• [STATED GOAL]
Write out the material word for word, starting at the line that contains "Point out the white cloud, providing" and continuing through the last line of the material, with both of those lines included.

• [DATA LINES]
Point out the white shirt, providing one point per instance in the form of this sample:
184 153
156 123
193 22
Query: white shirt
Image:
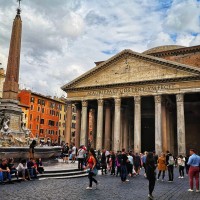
21 167
74 150
130 158
81 153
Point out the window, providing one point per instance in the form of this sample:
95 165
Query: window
51 123
73 125
41 121
32 99
43 102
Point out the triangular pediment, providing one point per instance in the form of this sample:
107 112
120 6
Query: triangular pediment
132 67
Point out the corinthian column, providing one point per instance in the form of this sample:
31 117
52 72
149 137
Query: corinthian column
69 122
158 124
117 125
83 136
107 126
137 124
180 124
78 125
99 137
125 131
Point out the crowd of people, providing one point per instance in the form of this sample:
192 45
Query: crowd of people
128 164
121 163
27 170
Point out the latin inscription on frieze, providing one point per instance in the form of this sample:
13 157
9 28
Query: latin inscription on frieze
131 90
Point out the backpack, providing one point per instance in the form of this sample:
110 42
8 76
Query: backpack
65 149
98 165
171 160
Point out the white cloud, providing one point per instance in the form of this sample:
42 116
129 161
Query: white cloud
184 16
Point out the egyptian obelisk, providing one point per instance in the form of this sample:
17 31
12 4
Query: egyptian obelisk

• [SOLUTION TO THIS TASK]
Point out the white cloud, providing one point per instance in the form of this sample:
42 116
129 161
Query: white cloud
184 16
Point out the egyptian obelisk, providing one point per instance in the form of this sample:
17 31
12 4
Query: egyptian obelisk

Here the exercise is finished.